[Start INPUT DATA]
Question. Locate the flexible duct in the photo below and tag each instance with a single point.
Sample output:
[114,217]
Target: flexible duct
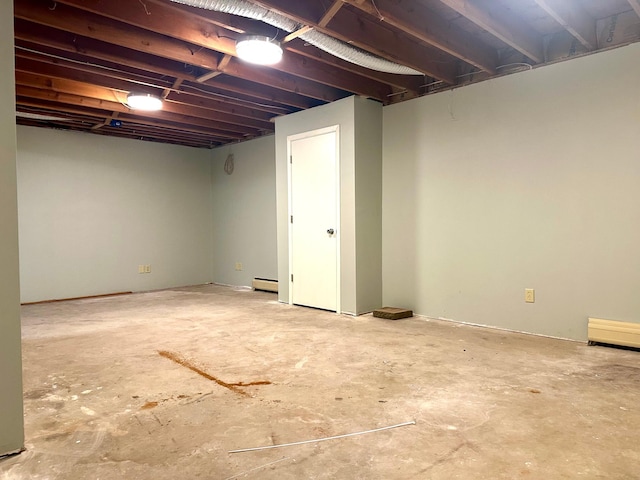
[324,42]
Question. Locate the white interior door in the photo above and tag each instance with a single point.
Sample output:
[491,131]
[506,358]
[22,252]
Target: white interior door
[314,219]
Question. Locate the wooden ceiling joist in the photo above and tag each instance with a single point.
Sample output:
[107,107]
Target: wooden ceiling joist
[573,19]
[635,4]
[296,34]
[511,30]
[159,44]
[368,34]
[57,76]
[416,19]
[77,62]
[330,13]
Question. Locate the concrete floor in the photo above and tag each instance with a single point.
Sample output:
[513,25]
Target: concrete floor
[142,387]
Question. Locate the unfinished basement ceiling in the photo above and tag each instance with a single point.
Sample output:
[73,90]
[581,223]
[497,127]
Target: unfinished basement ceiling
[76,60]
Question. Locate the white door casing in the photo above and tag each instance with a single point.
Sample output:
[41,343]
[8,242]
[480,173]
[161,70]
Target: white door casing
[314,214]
[End INPUT DATA]
[Start INPUT DATA]
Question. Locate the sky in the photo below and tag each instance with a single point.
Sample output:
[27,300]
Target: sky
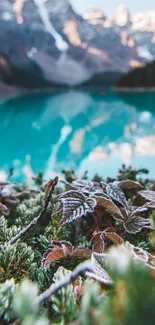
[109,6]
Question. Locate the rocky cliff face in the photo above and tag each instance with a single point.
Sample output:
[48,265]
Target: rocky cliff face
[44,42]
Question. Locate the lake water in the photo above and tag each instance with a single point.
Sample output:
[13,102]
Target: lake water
[End INPUT DATA]
→ **INSTRUCTION**: Can you extract, word for word, the lines from the one containing "Question. Locate the lake" up to and including the one containing "Target: lake water"?

→ **RESPONSE TO THE EXERCISE**:
Question. Locate the lake water in the photo above and tag each instance with a single point.
Sample output:
[13,102]
Target: lake water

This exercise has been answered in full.